*Work required*. Copy every line of the data below that contains the word "woman".

Location identification items:
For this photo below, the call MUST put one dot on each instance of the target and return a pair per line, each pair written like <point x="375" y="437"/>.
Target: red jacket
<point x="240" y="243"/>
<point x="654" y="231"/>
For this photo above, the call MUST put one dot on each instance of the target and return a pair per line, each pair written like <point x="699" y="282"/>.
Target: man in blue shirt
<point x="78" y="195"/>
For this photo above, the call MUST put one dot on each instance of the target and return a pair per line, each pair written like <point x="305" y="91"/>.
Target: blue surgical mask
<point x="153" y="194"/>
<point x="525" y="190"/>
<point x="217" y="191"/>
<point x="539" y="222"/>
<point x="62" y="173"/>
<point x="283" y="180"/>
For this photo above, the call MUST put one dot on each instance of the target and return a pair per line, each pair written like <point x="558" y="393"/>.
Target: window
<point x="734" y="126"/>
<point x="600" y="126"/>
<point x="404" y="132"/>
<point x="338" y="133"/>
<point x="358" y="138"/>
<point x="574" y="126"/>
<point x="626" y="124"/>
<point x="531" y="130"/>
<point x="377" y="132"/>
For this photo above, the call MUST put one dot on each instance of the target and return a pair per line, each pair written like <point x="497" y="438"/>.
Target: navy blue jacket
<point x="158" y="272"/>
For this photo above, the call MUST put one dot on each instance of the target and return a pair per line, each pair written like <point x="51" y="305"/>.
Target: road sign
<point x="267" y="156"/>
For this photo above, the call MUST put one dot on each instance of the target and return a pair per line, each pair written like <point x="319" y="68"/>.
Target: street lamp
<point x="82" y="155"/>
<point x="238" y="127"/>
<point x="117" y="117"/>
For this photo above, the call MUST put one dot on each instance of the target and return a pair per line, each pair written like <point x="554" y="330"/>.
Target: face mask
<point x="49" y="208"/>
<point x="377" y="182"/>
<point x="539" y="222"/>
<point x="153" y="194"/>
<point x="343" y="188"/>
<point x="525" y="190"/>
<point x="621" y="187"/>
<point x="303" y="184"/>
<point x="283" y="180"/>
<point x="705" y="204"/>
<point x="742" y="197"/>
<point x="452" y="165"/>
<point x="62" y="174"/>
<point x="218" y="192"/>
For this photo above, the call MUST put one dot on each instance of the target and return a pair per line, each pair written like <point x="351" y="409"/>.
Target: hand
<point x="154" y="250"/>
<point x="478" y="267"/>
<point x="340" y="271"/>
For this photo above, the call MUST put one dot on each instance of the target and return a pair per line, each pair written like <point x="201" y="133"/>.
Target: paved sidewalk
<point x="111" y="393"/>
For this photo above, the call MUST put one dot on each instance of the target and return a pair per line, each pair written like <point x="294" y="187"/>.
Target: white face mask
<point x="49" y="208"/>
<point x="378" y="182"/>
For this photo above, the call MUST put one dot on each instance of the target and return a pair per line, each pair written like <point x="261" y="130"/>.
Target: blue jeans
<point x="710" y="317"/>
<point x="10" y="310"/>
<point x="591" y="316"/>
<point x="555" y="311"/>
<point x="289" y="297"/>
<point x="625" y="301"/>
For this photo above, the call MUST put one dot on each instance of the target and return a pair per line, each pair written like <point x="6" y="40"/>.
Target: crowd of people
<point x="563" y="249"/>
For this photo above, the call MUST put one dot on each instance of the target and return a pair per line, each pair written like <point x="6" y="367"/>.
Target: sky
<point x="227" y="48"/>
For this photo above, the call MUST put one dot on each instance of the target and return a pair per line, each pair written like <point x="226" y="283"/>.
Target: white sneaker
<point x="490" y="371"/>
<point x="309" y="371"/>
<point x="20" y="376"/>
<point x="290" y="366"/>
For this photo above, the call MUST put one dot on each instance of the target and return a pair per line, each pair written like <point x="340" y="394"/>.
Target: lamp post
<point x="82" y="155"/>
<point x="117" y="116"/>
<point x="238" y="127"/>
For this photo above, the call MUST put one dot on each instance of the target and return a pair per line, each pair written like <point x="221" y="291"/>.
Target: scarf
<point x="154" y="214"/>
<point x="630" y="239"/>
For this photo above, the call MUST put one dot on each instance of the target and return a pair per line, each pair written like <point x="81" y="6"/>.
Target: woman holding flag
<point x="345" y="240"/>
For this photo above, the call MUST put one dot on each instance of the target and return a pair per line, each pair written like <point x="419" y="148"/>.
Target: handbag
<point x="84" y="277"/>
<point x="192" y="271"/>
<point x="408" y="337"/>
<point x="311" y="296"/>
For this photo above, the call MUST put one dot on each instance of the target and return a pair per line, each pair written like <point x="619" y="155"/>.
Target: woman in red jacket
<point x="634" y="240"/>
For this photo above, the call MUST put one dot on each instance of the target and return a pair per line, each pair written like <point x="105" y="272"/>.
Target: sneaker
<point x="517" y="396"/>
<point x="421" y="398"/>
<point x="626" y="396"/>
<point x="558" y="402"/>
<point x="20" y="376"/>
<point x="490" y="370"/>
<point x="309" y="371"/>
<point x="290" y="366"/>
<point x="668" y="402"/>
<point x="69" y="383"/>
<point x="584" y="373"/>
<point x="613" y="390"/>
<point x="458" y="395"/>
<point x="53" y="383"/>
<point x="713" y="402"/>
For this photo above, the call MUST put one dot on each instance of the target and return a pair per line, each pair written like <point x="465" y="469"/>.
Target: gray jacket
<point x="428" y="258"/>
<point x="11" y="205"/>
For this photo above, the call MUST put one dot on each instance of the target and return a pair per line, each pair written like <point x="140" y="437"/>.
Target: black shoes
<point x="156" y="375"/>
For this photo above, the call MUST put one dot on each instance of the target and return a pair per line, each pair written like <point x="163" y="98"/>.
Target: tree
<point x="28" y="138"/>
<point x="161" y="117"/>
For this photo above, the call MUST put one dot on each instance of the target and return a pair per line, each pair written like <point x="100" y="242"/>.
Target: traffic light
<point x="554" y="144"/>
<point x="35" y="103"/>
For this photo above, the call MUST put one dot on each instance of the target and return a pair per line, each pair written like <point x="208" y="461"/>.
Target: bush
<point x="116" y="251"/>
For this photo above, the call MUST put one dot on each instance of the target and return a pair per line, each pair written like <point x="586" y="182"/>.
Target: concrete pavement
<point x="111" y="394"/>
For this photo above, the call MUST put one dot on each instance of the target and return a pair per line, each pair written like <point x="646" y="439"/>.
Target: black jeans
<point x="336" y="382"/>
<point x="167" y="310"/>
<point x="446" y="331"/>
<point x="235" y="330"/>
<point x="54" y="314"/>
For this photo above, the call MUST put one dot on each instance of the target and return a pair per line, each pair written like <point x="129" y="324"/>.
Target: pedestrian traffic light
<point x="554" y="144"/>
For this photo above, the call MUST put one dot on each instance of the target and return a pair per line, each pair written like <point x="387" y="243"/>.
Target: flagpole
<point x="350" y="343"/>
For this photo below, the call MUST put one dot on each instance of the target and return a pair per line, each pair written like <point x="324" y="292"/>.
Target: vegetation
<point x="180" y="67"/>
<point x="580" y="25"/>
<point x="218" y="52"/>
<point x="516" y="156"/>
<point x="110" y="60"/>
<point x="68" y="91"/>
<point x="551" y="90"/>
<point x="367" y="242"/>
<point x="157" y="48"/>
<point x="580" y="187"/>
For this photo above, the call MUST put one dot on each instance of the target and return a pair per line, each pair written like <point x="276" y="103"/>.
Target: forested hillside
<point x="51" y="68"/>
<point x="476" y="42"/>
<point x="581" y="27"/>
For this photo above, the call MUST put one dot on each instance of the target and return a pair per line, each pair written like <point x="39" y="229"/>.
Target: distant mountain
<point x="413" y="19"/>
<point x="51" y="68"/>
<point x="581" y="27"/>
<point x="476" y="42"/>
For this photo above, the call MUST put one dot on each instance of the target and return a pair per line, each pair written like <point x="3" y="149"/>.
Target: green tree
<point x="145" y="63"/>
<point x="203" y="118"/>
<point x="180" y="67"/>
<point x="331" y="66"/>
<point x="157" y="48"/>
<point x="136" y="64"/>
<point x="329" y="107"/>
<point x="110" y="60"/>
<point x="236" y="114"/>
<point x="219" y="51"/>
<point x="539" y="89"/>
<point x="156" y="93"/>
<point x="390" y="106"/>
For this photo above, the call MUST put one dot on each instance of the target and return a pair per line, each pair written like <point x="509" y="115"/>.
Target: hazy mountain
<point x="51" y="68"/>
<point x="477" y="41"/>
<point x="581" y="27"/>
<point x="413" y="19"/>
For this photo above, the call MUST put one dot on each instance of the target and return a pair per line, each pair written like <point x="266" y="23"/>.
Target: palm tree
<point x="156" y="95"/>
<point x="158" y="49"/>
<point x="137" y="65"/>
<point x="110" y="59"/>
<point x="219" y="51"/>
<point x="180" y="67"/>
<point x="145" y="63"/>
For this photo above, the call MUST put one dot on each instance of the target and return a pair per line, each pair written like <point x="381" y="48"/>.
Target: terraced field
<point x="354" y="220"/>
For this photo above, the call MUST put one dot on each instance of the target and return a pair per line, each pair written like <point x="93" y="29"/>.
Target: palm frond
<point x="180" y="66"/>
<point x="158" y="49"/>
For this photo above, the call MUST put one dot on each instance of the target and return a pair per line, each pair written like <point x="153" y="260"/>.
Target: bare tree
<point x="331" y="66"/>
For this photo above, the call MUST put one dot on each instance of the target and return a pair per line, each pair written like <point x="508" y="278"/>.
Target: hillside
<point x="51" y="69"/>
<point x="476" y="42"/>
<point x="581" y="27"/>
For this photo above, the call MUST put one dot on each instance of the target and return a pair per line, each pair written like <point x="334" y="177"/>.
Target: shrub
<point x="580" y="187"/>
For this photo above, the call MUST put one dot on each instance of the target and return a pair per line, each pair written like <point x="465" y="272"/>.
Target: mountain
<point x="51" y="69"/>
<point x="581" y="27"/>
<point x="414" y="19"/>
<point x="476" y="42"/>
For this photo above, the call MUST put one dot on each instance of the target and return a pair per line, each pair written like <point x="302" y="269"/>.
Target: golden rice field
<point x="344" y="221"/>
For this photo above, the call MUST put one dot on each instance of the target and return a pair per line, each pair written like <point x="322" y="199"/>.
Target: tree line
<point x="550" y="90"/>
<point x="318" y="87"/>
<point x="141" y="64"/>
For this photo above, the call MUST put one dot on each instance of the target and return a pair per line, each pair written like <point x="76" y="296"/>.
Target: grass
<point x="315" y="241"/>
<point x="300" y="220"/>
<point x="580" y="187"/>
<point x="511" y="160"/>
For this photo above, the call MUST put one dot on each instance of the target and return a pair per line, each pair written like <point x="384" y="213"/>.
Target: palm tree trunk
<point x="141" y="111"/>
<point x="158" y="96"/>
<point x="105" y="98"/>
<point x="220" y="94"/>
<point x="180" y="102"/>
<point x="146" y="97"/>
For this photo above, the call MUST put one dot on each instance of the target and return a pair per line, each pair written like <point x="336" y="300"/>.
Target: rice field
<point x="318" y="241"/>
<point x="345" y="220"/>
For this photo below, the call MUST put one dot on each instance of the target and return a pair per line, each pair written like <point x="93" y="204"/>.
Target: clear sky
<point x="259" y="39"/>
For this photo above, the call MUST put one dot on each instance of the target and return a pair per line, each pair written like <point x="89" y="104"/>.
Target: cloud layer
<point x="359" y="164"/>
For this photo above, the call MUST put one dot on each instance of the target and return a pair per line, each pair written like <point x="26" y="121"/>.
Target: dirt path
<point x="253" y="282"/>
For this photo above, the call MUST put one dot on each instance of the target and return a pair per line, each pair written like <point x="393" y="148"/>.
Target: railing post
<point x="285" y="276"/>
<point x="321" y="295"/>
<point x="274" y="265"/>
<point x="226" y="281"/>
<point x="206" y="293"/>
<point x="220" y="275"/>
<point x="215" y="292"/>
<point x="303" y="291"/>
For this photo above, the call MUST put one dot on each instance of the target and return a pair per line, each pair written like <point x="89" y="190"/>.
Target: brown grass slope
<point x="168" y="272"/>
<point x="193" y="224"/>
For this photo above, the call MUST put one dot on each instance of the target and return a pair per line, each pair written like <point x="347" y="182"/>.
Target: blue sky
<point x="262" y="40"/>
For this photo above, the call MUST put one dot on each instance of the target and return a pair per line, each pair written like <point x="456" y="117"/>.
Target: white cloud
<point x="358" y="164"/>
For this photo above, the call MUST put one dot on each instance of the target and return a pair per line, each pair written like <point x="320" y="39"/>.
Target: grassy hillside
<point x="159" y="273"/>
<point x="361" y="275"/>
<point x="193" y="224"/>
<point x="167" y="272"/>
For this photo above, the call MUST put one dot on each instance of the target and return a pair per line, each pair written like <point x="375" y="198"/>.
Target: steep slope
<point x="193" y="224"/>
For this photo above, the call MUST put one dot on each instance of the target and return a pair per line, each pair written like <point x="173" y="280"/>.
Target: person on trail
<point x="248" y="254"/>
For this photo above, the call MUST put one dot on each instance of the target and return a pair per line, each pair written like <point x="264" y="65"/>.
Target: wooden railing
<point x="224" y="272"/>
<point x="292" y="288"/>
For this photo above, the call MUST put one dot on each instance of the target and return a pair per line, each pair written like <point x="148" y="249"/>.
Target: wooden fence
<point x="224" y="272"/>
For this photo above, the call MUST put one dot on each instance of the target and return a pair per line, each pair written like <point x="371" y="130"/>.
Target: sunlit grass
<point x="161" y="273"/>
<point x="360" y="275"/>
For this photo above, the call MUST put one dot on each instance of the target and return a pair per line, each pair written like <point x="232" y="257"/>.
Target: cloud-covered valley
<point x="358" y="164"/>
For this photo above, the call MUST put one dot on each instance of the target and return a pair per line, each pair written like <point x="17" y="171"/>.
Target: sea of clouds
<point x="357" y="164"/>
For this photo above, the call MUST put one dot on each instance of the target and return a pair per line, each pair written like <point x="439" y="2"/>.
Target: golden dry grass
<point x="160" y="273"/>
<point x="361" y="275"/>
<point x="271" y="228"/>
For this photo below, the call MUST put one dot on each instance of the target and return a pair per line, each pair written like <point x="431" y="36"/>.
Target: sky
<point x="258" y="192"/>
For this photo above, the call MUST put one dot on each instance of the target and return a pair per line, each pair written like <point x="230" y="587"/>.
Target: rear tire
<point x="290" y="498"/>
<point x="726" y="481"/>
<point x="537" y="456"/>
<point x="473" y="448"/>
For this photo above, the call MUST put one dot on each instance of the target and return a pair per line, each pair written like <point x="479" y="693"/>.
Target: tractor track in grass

*Written solution*.
Target: woman holding flag
Target: woman in red jacket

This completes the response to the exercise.